[Segmentation mask data]
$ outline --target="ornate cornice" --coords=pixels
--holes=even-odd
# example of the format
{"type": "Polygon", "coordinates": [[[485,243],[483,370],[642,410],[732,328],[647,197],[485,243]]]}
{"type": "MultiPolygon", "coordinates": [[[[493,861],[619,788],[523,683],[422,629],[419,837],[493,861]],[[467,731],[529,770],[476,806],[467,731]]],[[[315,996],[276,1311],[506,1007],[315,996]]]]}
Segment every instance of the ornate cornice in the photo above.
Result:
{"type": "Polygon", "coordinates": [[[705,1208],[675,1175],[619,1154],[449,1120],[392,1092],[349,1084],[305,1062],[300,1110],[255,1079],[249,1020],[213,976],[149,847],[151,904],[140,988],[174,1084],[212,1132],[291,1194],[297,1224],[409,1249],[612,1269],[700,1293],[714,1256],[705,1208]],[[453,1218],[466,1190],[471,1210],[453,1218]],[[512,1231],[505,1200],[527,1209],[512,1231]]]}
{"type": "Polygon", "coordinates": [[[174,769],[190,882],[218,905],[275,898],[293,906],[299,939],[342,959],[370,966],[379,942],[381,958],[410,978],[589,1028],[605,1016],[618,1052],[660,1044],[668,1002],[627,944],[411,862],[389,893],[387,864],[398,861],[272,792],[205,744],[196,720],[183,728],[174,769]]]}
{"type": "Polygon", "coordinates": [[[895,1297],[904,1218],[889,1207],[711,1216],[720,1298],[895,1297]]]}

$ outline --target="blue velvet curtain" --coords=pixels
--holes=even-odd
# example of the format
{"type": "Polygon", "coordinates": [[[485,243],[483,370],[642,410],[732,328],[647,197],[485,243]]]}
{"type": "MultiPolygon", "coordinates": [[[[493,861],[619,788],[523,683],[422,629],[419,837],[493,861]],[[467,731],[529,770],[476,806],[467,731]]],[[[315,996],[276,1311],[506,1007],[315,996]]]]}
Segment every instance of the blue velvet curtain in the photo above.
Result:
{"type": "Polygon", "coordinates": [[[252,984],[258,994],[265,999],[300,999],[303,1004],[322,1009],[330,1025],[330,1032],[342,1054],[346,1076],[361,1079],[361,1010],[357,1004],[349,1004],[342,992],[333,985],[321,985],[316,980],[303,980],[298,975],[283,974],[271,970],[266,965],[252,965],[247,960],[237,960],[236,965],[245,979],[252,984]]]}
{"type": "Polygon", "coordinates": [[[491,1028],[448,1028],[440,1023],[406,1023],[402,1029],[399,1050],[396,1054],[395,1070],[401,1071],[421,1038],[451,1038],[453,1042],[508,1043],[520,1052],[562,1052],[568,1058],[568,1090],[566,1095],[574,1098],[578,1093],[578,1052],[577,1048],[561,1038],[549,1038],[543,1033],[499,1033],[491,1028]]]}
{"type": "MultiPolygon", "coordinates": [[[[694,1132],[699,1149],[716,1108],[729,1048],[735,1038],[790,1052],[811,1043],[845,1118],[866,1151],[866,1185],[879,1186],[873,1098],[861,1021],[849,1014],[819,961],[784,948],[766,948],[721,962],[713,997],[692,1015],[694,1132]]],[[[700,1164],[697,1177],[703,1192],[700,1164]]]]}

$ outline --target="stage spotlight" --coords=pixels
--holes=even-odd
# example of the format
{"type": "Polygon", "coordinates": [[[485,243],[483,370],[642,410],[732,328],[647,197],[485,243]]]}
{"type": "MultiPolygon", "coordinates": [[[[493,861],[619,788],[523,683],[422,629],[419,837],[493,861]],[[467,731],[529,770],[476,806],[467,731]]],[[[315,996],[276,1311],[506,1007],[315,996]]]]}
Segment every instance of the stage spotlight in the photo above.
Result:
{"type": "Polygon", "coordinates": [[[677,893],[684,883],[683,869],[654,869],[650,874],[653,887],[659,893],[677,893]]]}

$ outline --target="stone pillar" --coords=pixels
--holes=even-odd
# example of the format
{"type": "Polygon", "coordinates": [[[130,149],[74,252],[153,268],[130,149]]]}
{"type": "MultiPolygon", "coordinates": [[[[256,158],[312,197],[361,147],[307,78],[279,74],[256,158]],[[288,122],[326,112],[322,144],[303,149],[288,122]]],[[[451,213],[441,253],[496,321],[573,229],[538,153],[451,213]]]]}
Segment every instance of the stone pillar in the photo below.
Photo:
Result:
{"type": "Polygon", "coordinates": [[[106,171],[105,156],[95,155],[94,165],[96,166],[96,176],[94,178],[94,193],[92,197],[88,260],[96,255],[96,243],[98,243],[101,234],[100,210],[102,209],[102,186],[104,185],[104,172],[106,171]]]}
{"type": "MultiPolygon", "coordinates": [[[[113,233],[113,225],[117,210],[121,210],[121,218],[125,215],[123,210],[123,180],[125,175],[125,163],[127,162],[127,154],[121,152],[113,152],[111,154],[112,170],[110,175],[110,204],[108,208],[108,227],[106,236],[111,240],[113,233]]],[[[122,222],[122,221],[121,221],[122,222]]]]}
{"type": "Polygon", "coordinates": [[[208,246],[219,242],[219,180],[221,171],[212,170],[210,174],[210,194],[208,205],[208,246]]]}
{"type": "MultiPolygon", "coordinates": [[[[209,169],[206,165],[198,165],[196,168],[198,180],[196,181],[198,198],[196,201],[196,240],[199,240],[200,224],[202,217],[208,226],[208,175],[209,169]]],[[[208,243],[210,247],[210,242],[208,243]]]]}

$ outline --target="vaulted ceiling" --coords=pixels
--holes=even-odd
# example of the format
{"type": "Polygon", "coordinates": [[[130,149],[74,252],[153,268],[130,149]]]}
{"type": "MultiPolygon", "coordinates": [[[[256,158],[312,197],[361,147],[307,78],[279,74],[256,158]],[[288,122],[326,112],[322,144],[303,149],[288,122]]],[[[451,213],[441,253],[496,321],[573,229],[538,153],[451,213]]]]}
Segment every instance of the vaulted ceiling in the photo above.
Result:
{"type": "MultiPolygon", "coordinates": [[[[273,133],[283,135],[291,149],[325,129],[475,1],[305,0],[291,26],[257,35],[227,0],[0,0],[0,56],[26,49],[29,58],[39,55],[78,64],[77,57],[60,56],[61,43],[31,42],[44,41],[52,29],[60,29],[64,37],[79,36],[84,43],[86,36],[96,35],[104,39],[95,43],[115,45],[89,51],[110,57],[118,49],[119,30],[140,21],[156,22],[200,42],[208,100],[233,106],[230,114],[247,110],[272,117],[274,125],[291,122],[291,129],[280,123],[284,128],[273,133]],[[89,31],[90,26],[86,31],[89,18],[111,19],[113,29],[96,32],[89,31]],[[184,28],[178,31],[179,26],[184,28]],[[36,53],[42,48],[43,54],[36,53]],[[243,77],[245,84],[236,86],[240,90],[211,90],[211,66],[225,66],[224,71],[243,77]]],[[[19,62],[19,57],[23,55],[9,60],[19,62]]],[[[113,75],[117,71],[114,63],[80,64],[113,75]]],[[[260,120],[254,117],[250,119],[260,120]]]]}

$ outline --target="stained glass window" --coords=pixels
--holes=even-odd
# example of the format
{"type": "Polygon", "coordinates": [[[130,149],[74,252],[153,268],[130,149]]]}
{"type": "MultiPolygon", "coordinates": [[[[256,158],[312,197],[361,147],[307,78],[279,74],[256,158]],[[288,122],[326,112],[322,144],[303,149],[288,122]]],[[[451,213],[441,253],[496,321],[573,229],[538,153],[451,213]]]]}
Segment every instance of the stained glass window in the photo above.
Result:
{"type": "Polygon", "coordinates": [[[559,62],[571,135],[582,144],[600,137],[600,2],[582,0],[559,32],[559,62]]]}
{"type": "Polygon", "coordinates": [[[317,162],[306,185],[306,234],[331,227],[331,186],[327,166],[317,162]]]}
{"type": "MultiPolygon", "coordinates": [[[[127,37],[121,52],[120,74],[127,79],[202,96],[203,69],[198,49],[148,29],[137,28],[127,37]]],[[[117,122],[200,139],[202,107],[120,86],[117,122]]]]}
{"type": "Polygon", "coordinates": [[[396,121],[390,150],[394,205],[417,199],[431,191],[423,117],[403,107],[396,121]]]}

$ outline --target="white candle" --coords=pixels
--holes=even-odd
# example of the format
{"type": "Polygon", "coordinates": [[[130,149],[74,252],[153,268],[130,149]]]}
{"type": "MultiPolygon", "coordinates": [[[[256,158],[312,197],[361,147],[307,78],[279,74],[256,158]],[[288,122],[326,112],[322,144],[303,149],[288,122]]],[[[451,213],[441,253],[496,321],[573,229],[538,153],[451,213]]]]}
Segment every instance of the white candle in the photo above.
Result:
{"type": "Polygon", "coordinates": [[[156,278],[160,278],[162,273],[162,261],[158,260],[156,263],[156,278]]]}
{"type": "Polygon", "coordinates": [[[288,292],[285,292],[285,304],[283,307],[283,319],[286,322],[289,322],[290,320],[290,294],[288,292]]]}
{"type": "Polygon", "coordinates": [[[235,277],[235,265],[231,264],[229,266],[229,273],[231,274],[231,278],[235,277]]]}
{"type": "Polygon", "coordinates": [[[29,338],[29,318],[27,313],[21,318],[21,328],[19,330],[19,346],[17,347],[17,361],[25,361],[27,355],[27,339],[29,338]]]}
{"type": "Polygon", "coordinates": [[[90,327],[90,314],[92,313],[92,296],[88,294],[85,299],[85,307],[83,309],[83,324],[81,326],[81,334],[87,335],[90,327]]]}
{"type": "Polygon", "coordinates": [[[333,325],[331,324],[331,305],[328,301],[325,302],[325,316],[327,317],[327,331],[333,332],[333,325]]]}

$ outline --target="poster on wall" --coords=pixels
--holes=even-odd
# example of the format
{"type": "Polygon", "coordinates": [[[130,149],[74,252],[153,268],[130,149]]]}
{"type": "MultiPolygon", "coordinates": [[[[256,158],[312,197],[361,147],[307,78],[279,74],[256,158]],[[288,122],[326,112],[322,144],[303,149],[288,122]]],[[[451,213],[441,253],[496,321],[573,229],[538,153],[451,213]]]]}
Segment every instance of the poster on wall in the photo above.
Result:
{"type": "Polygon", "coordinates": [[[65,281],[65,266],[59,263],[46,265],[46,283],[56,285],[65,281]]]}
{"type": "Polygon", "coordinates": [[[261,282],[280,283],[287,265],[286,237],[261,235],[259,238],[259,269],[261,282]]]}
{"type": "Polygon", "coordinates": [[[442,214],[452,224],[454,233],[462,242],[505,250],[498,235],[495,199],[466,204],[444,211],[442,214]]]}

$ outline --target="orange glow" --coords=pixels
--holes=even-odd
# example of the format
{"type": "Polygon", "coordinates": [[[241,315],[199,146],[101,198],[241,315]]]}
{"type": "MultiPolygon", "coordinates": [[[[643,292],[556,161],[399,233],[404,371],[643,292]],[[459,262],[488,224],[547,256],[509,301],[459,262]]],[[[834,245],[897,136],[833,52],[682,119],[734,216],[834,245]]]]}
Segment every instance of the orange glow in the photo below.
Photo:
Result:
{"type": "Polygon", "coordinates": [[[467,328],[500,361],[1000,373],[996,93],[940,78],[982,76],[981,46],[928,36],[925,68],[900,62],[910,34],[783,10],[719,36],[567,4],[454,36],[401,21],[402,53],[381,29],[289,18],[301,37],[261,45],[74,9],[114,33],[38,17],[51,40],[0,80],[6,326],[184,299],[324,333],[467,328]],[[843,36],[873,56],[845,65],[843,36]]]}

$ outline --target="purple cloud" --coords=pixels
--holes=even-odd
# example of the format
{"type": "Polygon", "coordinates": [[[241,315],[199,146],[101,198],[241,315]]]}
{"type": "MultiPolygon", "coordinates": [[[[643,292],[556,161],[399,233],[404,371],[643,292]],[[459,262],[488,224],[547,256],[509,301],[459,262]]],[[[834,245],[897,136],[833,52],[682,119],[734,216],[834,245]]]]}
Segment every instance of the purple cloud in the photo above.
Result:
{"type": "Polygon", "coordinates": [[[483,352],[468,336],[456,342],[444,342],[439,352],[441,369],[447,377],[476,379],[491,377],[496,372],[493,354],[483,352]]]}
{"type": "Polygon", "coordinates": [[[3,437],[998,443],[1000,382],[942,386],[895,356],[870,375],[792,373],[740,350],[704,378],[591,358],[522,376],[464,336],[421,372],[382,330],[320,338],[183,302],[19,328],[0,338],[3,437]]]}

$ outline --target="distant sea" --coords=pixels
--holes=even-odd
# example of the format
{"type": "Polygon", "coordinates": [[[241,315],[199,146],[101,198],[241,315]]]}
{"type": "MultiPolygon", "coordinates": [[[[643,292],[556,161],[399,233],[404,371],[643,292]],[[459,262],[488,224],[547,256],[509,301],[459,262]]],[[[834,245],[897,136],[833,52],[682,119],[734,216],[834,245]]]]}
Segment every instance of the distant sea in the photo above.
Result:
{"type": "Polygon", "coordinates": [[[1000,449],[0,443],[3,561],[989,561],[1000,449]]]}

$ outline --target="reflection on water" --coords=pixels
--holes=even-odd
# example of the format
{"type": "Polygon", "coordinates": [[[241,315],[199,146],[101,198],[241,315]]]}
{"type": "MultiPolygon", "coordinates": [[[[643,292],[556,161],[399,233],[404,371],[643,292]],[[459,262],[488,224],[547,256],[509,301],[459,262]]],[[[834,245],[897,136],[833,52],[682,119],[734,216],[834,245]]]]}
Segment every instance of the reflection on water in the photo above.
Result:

TASK BRIEF >>
The reply is a bare number, the count of lines in these entries that hold the word "above".

SOLUTION TO THIS EXERCISE >>
10